Task directions
Give an exact copy of the data that follows.

Stored items from a collection

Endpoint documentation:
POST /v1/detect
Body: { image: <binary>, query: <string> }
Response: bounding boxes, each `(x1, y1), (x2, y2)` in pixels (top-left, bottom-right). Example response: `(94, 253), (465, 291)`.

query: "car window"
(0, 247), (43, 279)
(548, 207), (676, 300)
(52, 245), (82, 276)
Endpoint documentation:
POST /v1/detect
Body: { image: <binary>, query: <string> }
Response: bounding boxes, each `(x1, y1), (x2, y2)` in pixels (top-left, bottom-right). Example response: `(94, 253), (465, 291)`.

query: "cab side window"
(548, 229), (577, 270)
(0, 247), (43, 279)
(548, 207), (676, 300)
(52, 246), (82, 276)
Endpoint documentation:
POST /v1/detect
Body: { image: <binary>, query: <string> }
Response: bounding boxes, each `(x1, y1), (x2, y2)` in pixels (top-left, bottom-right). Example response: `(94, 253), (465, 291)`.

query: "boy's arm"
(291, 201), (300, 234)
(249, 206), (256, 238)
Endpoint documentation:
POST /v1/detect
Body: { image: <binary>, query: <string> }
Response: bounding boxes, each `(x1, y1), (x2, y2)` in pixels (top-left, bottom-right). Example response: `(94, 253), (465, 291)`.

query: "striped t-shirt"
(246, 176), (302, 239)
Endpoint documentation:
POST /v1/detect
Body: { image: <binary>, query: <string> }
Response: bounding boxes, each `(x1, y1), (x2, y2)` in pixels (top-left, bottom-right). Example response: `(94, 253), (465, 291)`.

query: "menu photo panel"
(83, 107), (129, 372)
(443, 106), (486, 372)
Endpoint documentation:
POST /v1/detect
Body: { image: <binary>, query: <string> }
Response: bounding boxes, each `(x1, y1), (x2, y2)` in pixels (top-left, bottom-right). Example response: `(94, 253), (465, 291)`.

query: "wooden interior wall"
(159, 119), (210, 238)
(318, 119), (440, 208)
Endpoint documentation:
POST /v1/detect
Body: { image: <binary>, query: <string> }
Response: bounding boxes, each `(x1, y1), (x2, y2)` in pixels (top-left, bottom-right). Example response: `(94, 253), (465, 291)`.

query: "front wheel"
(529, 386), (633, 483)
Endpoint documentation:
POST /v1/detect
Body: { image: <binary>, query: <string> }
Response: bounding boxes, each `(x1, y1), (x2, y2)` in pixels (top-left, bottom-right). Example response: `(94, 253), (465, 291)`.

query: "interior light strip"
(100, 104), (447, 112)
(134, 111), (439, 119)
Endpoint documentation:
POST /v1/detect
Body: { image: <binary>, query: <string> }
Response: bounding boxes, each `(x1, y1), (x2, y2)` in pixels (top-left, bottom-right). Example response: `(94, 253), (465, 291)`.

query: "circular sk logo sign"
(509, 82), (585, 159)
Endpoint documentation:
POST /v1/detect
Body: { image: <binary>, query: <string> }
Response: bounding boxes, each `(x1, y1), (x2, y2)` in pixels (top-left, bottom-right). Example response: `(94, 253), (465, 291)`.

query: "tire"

Written response
Endpoint documentation:
POST /v1/detect
Body: { image: <binary>, query: <string> }
Response: bounding boxes, each `(x1, y1), (x2, y2)` in pixels (top-left, bottom-right). Example response: `(94, 253), (465, 291)`.

query: "car window"
(0, 247), (43, 279)
(548, 207), (676, 300)
(52, 245), (82, 276)
Endpoint documentation:
POST /v1/detect
Body: { image: <binary>, query: <string> }
Response: bounding boxes, each `(x1, y1), (x2, y2)` in pixels (top-left, bottom-right). Example response: `(94, 253), (465, 291)`.

query: "cab side window"
(548, 229), (577, 270)
(0, 247), (43, 279)
(548, 207), (676, 300)
(52, 246), (82, 276)
Endpoint documentation:
POST /v1/detect
Body: { image: <binary>, query: <string> }
Response: bounding boxes, each `(x1, y1), (x2, y2)` in pixels (top-left, bottom-right). Example response: `(94, 253), (465, 291)`.

query: "boy's arm"
(291, 201), (300, 234)
(249, 206), (256, 238)
Endpoint documentation:
POST /v1/detect
Body: { image: <binary>, query: <string> }
Response: bounding boxes, each `(x1, y1), (x2, y2)` in pixels (top-left, bottom-right). Example response: `(94, 253), (465, 291)`.

query: "striped t-shirt"
(246, 176), (302, 239)
Endpoint documentation:
POST /v1/detect
Body: { image: <binary>, query: <string> }
Response: bounding boxes, each `(x1, y1), (x2, y2)` in pixels (top-left, bottom-right). Example response: `(94, 253), (465, 291)`.

query: "menu photo panel"
(83, 107), (129, 372)
(443, 106), (486, 372)
Endpoint documentation:
POST /v1/detect
Body: { image: <binary>, query: <string> }
Response: bounding boxes, each `(x1, y1), (x2, y2)` in pixels (top-left, bottom-right). Example response: `(94, 253), (465, 291)`.

query: "wooden interior wall"
(159, 119), (210, 238)
(318, 119), (440, 208)
Endpoint documentation:
POST /v1/detect
Body: { image: <binary>, query: <string> }
Response: bounding boxes, each `(x1, y1), (x2, y2)` in pixels (top-left, bottom-right). Example response: `(94, 253), (465, 291)`.

query: "front wheel"
(529, 386), (633, 483)
Endpoint documentation:
POST /v1/detect
Body: { image: <binary>, query: <string> }
Response: bounding boxes, each `(x1, y1), (x2, y2)` in pixels (top-left, bottom-right). Example response: `(94, 253), (465, 291)`.

query: "interior light strip"
(100, 104), (447, 112)
(134, 111), (439, 119)
Endpoint documentation:
POST /v1/detect
Body: { image: <binary>, query: <string> }
Response: bounding boxes, each `(x1, y1), (x2, y2)` in pixels (top-left, bottom-right). Example response: `(94, 253), (465, 291)`.

query: "circular sk logo sign"
(509, 82), (585, 159)
Endpoint documentation:
POST /v1/detect
Body: { image: <binary>, query: <string> }
Response: bounding boxes, each `(x1, y1), (x2, y2)` in pixels (top-left, bottom-right). Example response: `(94, 253), (465, 291)`.

query: "tire"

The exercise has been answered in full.